(Stored records)
┄┄┄┄┄┄

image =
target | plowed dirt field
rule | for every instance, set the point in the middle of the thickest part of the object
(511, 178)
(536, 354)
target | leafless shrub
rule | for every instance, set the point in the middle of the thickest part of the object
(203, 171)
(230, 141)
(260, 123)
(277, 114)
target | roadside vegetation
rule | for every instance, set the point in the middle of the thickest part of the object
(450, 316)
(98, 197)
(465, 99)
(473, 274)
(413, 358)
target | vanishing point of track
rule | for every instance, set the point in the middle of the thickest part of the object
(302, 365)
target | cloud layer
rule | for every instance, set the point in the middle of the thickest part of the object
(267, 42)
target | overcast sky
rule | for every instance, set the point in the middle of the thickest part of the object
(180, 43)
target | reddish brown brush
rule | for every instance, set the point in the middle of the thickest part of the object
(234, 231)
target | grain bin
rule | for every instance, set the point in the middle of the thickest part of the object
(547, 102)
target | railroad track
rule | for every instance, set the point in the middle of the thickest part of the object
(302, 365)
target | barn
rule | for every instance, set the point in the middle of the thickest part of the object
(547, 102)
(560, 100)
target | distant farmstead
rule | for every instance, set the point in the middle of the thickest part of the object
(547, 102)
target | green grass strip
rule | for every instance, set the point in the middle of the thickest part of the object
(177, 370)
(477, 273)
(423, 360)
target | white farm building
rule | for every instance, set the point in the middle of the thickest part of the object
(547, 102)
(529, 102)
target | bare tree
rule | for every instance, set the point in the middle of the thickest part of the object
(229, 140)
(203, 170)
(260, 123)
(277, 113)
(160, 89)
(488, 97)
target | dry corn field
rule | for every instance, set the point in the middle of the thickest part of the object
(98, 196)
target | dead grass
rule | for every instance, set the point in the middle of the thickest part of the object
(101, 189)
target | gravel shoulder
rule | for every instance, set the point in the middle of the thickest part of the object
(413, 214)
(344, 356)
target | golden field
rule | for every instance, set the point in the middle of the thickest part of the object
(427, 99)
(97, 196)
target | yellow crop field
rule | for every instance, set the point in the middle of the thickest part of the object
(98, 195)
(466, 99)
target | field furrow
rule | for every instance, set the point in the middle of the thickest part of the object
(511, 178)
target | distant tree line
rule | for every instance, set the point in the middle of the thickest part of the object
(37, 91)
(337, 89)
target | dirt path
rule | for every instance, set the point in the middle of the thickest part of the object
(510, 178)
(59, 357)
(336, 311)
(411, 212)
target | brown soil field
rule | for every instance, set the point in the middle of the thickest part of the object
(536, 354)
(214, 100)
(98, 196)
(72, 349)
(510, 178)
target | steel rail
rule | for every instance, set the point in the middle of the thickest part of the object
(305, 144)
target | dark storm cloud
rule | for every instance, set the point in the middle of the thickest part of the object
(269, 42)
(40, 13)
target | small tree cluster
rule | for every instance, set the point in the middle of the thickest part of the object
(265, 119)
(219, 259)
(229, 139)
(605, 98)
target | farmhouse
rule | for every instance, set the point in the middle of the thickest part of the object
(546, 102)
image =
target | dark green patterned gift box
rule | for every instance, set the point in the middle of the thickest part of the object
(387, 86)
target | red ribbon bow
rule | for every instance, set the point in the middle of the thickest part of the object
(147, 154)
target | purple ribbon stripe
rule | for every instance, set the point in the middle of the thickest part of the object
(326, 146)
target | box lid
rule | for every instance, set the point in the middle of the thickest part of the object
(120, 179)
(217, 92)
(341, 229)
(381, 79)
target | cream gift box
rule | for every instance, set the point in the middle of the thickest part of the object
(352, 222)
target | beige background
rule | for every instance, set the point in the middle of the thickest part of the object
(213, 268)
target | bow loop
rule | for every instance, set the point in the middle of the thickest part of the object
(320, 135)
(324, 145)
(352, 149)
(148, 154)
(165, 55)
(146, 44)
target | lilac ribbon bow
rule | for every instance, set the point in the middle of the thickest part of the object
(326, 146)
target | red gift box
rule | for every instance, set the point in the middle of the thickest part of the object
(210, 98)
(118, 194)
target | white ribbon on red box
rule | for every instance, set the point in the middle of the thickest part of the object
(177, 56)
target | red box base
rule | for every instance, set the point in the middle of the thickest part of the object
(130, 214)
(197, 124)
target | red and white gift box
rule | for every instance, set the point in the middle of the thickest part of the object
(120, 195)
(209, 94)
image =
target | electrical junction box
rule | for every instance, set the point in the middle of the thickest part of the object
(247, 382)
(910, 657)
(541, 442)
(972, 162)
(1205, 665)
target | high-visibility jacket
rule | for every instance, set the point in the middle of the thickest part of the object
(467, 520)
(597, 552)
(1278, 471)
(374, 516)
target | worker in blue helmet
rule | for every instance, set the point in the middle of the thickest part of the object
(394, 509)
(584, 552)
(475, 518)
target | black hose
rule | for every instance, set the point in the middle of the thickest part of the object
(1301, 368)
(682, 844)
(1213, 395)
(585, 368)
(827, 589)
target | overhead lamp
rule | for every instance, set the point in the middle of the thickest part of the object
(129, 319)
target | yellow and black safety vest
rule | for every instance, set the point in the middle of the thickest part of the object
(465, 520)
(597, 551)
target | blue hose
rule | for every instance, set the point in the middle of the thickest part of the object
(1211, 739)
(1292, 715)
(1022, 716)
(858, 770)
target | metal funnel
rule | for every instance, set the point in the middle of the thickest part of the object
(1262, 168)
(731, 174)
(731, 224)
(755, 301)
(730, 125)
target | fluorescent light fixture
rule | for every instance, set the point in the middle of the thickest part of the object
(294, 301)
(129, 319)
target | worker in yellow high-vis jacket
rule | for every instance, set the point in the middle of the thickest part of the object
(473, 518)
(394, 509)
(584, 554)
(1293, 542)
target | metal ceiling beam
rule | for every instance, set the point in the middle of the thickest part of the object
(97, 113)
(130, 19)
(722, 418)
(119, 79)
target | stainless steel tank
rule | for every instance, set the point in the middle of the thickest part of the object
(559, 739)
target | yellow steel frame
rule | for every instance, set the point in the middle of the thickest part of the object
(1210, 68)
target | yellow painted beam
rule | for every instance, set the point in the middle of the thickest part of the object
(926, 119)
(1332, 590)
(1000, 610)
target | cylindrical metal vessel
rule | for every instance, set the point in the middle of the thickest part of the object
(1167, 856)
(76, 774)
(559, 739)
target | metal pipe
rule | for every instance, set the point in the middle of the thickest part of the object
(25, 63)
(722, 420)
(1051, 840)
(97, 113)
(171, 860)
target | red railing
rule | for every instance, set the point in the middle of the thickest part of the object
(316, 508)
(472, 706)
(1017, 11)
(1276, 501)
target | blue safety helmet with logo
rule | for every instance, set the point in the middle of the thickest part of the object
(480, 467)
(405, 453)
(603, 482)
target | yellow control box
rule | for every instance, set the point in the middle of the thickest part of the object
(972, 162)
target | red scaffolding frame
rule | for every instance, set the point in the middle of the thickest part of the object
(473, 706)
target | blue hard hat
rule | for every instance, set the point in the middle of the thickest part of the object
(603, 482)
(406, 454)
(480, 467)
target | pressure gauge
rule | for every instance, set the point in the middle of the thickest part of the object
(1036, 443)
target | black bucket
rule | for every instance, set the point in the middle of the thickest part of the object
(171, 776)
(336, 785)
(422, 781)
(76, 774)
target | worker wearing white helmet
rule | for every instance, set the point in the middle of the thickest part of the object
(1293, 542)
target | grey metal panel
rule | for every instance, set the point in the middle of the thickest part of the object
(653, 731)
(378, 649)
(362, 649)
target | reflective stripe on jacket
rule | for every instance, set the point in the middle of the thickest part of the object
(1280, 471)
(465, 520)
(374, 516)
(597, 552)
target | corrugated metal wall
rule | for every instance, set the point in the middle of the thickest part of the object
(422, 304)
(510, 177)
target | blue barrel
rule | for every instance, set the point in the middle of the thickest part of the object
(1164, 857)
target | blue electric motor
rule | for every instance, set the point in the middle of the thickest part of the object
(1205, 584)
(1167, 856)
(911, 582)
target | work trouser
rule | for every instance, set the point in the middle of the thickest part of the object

┄┄┄┄┄┄

#### REQUIREMENT
Copy the records above exactly, beginning at the line that contains "target | red railing" and stopping after the line that contains "target | worker wearing white helmet".

#### RESPONSE
target | red railing
rule | for every instance, set the point in the middle of the thickest part of the object
(316, 508)
(472, 706)
(1017, 11)
(1276, 501)
target | blue safety helmet with logo
rule | for every instance, set the point in the middle of the thickest part of the object
(480, 467)
(405, 453)
(603, 482)
target | yellow control box
rule | for every instance, set the point in the middle of the thickest part of the object
(972, 162)
target | red scaffolding frame
rule | for every instance, set the point in the middle of the thickest part of the object
(473, 706)
target | blue hard hat
rule | for every instance, set the point in the middle of the thickest part of the object
(603, 482)
(406, 454)
(480, 467)
target | pressure gauge
rule | for every instance, set the point in the middle of the thickest part of the object
(1036, 443)
target | black bucket
rule | for every instance, set the point in the middle of the thickest part of the object
(171, 776)
(336, 785)
(422, 781)
(76, 774)
target | worker wearing white helmet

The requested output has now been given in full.